Brief
Return each line in the material below that includes the word "frame".

Dataset content
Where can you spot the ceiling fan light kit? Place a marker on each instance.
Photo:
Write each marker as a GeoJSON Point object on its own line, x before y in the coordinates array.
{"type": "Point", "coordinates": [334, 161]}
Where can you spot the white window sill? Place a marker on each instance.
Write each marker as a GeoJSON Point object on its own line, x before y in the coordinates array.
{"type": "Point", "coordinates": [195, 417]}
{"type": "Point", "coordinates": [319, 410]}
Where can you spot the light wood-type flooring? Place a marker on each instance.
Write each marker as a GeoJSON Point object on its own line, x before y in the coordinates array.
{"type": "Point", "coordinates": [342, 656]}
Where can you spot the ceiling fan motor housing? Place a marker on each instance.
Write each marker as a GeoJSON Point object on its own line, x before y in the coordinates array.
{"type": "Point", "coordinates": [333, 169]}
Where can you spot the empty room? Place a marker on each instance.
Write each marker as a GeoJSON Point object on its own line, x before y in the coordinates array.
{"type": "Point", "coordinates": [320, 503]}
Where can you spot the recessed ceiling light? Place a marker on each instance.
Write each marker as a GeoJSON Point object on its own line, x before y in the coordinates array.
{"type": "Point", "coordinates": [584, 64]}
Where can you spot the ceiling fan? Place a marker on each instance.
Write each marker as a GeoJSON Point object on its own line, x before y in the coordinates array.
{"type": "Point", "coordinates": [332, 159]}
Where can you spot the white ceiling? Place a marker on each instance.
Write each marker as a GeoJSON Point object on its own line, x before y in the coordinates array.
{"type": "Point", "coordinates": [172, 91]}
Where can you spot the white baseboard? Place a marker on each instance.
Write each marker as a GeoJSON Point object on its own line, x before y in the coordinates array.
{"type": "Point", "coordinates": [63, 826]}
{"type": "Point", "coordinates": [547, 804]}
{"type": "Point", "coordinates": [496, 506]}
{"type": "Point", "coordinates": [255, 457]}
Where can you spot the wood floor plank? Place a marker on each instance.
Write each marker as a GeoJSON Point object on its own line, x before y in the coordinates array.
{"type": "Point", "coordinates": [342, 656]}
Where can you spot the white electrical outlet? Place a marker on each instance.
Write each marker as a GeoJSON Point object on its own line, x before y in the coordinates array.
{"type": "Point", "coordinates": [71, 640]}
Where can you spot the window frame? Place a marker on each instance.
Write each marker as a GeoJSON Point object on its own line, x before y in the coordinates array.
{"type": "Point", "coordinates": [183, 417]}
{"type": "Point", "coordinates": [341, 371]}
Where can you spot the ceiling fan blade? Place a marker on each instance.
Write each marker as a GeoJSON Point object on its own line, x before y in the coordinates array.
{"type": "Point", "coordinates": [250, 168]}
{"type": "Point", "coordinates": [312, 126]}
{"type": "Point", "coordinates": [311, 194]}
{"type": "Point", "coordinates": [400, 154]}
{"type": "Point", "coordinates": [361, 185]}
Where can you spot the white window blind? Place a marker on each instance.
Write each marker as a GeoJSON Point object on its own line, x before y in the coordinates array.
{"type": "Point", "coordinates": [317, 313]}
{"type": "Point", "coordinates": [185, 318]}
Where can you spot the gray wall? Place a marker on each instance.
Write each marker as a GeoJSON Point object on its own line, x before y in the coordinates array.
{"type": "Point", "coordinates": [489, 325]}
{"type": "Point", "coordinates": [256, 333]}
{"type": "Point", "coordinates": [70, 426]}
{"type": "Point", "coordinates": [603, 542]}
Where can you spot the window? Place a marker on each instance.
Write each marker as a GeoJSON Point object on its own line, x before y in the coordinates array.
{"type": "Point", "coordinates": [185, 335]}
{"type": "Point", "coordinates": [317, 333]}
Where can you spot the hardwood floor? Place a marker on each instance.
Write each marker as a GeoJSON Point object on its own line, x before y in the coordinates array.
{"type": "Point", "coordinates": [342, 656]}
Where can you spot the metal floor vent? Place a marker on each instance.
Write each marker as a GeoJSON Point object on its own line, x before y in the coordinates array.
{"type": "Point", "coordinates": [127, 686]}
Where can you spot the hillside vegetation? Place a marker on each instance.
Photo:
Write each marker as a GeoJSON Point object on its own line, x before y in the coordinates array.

...

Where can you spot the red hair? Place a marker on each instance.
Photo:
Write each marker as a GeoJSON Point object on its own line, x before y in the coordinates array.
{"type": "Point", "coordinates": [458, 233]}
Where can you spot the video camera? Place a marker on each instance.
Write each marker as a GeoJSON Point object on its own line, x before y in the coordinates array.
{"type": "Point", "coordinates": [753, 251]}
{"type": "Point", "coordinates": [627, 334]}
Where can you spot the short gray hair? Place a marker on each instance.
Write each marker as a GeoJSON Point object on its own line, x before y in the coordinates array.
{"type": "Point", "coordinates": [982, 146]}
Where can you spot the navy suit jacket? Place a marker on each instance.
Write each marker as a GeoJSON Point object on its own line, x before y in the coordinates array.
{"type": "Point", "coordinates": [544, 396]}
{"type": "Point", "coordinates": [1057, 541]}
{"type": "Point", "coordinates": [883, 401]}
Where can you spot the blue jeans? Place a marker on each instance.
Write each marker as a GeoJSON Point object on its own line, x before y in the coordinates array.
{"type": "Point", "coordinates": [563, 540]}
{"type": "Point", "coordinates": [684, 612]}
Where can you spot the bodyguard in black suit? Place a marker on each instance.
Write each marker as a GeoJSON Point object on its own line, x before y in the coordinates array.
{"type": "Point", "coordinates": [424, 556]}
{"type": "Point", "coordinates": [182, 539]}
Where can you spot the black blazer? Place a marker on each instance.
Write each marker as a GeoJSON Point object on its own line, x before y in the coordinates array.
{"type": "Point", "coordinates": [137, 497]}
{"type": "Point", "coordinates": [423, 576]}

* * *

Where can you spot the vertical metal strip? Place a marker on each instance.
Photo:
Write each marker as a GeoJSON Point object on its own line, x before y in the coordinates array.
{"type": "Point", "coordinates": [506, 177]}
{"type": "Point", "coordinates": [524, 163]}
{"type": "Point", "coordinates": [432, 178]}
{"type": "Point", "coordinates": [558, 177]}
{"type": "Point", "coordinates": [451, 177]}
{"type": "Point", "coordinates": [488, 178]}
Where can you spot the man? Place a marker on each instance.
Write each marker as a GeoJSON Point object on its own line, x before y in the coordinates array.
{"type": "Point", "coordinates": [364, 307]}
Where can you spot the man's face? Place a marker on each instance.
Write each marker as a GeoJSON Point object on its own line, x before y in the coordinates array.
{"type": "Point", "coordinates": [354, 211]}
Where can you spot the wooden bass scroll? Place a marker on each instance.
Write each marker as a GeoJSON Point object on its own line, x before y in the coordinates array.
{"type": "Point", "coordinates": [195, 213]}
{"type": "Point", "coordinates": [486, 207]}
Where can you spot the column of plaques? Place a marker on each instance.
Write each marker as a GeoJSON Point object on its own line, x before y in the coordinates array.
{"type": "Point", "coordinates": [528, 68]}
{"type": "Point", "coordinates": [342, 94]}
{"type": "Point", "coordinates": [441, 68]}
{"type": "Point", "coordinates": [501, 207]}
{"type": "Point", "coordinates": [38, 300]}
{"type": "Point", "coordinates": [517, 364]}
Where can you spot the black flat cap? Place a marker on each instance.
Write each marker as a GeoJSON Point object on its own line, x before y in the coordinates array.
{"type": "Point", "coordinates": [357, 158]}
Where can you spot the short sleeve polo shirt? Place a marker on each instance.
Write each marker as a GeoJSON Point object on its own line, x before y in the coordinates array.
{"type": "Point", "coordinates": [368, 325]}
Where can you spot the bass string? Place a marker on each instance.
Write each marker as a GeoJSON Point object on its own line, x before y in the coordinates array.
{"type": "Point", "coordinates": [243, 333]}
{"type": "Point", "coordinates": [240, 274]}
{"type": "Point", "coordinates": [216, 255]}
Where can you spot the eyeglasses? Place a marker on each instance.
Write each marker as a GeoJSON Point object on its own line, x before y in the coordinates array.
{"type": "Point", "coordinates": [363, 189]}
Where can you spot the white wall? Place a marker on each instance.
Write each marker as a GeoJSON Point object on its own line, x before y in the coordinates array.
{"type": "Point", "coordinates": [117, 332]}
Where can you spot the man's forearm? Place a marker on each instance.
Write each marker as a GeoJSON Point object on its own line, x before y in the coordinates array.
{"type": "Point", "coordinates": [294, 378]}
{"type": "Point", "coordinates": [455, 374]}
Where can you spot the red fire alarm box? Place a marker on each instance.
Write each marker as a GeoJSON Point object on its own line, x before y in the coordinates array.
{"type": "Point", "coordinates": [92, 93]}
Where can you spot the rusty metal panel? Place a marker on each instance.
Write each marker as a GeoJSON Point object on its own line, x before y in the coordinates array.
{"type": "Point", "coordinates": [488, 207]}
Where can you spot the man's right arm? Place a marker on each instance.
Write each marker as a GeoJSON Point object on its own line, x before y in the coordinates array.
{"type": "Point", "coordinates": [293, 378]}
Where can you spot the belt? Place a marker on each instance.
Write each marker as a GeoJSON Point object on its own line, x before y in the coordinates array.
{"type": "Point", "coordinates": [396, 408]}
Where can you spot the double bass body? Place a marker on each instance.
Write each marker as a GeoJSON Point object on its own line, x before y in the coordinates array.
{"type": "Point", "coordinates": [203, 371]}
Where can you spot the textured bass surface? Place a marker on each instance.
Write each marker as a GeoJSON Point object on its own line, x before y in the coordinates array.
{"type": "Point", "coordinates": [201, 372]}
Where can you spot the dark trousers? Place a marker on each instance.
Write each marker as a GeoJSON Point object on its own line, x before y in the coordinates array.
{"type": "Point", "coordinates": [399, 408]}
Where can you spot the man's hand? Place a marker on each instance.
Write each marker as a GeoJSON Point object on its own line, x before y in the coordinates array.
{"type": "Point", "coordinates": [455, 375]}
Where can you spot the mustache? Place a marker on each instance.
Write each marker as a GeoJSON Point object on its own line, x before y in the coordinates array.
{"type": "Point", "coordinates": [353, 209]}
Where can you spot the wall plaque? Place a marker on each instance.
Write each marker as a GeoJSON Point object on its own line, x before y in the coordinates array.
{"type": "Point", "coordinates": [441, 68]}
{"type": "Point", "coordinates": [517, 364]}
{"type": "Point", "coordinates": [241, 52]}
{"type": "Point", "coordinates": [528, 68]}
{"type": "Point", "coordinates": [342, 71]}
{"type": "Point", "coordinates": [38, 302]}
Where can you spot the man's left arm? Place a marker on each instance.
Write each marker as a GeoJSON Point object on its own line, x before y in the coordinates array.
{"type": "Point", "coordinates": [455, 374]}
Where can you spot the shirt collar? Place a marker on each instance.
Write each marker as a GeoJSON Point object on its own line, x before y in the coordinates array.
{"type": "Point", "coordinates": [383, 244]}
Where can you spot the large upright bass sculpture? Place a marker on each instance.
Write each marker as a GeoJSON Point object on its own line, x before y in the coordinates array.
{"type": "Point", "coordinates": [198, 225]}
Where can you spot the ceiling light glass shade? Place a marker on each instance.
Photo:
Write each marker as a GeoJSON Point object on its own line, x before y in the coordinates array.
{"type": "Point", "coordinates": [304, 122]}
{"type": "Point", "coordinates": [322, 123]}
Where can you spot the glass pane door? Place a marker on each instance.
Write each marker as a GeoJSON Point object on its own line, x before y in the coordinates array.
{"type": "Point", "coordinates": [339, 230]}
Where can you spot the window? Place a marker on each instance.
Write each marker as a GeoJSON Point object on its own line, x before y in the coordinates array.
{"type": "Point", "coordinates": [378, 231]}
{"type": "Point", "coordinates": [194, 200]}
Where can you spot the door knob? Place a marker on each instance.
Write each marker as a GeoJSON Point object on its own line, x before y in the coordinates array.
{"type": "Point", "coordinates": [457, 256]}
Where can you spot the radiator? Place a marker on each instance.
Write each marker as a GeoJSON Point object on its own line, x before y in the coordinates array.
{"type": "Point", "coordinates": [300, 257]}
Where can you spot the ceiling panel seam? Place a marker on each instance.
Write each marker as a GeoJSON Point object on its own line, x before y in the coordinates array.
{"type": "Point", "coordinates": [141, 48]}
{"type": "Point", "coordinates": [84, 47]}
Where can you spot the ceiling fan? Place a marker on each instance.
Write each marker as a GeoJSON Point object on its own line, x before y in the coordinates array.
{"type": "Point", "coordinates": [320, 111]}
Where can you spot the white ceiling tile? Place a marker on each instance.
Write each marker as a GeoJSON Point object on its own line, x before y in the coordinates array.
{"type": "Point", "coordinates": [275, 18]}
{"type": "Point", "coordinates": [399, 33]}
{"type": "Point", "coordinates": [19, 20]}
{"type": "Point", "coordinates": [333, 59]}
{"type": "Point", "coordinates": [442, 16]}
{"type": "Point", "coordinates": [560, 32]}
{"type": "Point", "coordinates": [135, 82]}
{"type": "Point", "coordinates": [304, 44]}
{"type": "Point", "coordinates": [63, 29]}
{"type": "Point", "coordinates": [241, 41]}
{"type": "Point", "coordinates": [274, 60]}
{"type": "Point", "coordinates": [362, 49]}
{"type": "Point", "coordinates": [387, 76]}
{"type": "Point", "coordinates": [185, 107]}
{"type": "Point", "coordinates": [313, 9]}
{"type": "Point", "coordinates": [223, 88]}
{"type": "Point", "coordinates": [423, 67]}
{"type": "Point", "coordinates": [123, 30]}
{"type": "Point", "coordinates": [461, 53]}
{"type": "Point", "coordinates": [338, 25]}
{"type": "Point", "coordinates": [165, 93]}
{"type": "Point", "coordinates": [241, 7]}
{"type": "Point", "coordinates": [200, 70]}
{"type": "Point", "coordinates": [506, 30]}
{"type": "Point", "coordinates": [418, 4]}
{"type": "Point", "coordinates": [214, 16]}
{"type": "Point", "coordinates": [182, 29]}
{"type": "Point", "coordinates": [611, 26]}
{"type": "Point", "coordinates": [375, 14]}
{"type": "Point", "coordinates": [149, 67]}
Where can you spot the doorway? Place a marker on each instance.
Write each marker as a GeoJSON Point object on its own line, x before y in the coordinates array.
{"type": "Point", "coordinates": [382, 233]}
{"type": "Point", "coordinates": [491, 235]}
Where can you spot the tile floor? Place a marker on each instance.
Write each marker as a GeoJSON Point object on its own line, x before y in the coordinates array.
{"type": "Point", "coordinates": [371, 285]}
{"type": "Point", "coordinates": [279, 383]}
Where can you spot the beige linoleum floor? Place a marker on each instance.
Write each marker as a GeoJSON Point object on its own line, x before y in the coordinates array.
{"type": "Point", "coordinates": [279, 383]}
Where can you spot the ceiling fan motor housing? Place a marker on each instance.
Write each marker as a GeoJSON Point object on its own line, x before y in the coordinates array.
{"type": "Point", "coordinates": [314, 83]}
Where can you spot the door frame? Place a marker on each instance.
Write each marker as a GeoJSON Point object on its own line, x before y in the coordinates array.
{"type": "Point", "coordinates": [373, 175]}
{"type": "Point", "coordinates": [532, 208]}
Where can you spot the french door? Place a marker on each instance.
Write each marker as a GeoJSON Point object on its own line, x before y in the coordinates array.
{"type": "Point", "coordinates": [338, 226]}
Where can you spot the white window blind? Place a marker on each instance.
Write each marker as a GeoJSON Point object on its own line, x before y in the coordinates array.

Answer to this problem
Where can you spot the window frame? Place a marker on each instance.
Where can you spot the door frame? Place a marker on each instance.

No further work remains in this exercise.